**DESCRIPTION OF THE TASK**: Format the material below as a two-column CSV with the headers "text" and "answer", one row per item. Put each value in a single quoted field and replace any line breaks with spaces.

**SUPPLIED DATA**:
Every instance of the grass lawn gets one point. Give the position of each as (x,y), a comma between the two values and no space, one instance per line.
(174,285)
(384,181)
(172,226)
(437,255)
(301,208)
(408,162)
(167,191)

**RESPONSE TO THIS EXERCISE**:
text,answer
"Every instance of the grass lawn gets one point. Give the position of each as (x,y), a comma between the two values and no space, one instance per line.","(174,285) (384,181) (172,226) (437,255) (301,208) (408,162) (167,191)"